* Directive
Retype every entry exactly, character for character.

* Materials provided
---

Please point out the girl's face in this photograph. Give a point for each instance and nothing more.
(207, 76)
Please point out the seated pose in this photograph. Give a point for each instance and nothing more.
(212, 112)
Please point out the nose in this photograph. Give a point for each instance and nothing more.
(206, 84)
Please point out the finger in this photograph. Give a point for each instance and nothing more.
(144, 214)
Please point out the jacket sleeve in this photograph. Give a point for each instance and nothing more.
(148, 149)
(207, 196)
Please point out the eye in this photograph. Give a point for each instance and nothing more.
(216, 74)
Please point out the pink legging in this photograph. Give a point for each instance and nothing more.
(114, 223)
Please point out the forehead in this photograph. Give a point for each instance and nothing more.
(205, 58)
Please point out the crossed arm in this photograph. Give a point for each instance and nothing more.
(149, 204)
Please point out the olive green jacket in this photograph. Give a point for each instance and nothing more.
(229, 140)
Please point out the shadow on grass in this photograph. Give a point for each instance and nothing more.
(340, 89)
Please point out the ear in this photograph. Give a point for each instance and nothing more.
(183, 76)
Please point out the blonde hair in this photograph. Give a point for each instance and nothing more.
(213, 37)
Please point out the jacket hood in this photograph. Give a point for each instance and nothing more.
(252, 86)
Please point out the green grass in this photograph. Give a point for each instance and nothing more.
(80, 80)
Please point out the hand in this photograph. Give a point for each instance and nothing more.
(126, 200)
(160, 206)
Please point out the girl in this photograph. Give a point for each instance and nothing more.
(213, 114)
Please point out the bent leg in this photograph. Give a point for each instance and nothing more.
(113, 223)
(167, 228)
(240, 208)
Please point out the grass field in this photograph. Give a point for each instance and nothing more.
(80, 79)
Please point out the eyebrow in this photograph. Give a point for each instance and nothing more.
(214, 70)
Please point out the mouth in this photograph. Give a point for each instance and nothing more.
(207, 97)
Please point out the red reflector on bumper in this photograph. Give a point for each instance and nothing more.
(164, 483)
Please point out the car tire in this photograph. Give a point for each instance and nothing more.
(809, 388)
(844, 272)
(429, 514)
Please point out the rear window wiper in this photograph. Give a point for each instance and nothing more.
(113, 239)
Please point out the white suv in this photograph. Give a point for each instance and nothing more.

---

* Result of this task
Please point out the girl's face in this photograph. Give a point for each instance and nothing more.
(207, 76)
Please point out the seated pose in this photograph. Give a point for each instance and nothing more.
(212, 112)
Please point out the nose in this photograph. Give a point for each instance and nothing more.
(206, 84)
Please point out the finger in this photograph. Give a point for each instance and nothing more.
(144, 214)
Please point out the jacket sleeve in this photograph. Give a point for each instance and nothing more.
(148, 149)
(207, 196)
Please point out the eye in this photograph. Give a point for each instance and nothing more.
(216, 74)
Please point out the pink legging in this photograph. Give a point for each instance and nothing more.
(114, 223)
Please point out the forehead in this photograph. Give a point for each instance and nothing more.
(205, 58)
Please point out the crossed arm in this photograph. Give a point for each instance and nothing more.
(149, 204)
Please point out the olive green jacket in this photograph. Give a point for each instance and nothing more.
(229, 140)
Please point out the shadow on grass in this photograph. Give a point for each instance and nothing more.
(340, 89)
Please point out the ear in this photograph. Give a point for each instance and nothing more.
(183, 76)
Please point out the blonde hair in this photograph. Give a point for each instance and nothing more.
(213, 37)
Please point out the jacket hood in this photograph. Give a point for each instance and nothing more.
(252, 86)
Please point out the green grass in this photograph. Give a point for each instance and nothing more.
(80, 80)
Please point out the hand in this photograph. Give a point for each instance and nothing more.
(126, 200)
(160, 206)
Please point out the girl in this photograph. Give a point for each instance and nothing more.
(213, 114)
Please point out the bent leg in this photograph. Give a point for each instance and nothing more.
(113, 223)
(167, 228)
(240, 208)
Please point out the grass field in this photograph. Give a point for each instance and nothing more.
(80, 79)
Please point out the eyebrow in this photograph. Give a point for each instance and nothing more.
(214, 70)
Please point out the mouth in this photograph. Give a point for each instance and nothing more.
(207, 97)
Please point out the red reflector on bumper in this photograph. Give a point for each instance and nothing more.
(164, 483)
Please point out the car tire in this photograph. Give a point for each instance and nothing more.
(809, 388)
(844, 272)
(429, 514)
Please point out the rear window wiper in this photograph. Give a point for each instance and nothing more.
(113, 239)
Please point out the white suv in this photograph. Give a point for each instance and nothing more.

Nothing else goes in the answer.